Start of Available data

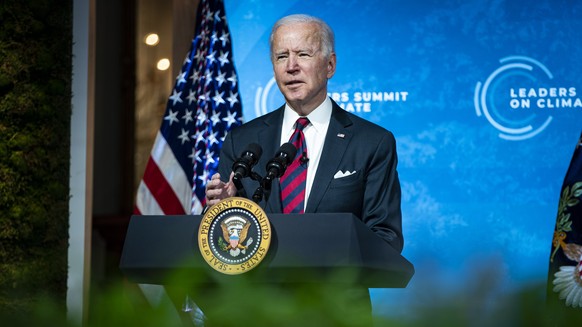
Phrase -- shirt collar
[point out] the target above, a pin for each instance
(319, 117)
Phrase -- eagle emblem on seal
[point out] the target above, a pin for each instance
(234, 234)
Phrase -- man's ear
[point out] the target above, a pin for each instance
(331, 64)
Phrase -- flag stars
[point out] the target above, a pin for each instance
(184, 137)
(217, 98)
(201, 117)
(223, 59)
(191, 97)
(176, 97)
(181, 78)
(212, 138)
(199, 137)
(224, 38)
(232, 99)
(230, 118)
(215, 117)
(220, 78)
(208, 77)
(187, 117)
(209, 158)
(232, 79)
(171, 117)
(211, 57)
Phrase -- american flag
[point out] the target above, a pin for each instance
(203, 107)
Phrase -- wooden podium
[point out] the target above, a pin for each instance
(305, 248)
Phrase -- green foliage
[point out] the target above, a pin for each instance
(35, 109)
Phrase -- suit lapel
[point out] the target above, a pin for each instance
(336, 142)
(269, 138)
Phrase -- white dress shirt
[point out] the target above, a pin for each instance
(314, 137)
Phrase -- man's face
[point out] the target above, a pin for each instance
(300, 68)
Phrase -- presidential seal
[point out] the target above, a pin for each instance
(234, 236)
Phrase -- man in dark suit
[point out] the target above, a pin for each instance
(350, 162)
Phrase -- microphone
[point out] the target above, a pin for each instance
(242, 166)
(276, 167)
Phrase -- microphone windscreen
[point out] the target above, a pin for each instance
(255, 149)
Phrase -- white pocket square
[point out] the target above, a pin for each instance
(341, 174)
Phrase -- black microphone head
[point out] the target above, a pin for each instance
(255, 149)
(289, 150)
(243, 166)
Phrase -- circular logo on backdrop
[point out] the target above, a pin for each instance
(505, 98)
(234, 236)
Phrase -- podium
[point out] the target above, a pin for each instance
(305, 248)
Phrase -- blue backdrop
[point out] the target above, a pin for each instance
(484, 98)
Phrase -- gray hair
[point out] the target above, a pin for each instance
(324, 32)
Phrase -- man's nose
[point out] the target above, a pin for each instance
(292, 64)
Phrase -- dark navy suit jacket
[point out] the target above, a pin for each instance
(351, 144)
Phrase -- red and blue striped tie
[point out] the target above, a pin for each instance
(293, 181)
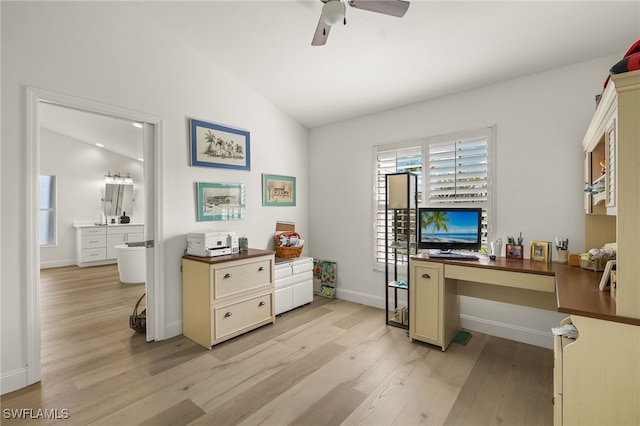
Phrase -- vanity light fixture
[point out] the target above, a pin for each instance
(117, 178)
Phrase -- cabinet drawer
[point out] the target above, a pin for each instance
(93, 231)
(231, 280)
(126, 229)
(93, 241)
(283, 282)
(93, 255)
(282, 271)
(283, 299)
(302, 293)
(302, 267)
(240, 316)
(299, 278)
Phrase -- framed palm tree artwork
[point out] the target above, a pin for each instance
(214, 145)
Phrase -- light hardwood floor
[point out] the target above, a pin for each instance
(328, 363)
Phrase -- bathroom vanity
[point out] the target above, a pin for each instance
(96, 244)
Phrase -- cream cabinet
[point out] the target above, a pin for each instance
(614, 133)
(96, 244)
(434, 314)
(597, 376)
(293, 283)
(226, 296)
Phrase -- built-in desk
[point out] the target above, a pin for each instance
(436, 284)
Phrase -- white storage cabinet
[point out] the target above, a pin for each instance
(293, 283)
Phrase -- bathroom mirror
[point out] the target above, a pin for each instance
(118, 198)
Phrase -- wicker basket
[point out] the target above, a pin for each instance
(138, 321)
(596, 265)
(287, 252)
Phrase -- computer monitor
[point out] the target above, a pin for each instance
(450, 228)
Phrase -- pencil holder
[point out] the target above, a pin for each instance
(562, 256)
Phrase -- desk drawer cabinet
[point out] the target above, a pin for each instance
(223, 298)
(434, 313)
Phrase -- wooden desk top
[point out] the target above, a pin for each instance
(577, 289)
(228, 257)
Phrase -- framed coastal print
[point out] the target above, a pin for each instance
(213, 145)
(278, 190)
(514, 251)
(220, 201)
(540, 251)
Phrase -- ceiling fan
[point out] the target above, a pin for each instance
(333, 12)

End of Available data

Exercise directions> In the entries above, please find the line with "Phrase -- microphone windscreen" and the line with "Phrase -- blue backdrop", then write out exactly those two lines and every line between them, and nothing more.

Reply>
Phrase -- microphone windscreen
[point out] the target above, a pin for each instance
(255, 149)
Phrase -- white pocket square
[point out] the target above, a pin for each instance
(341, 174)
Phrase -- black microphone head
[point out] the target above, a pin for each instance
(255, 149)
(289, 150)
(243, 166)
Phrase -- circular logo on backdrop
[point out] the target above, a pin for each instance
(505, 98)
(234, 236)
Phrase -- podium
[point out] the target above, a pin for each instance
(305, 248)
Phrase -- blue backdrop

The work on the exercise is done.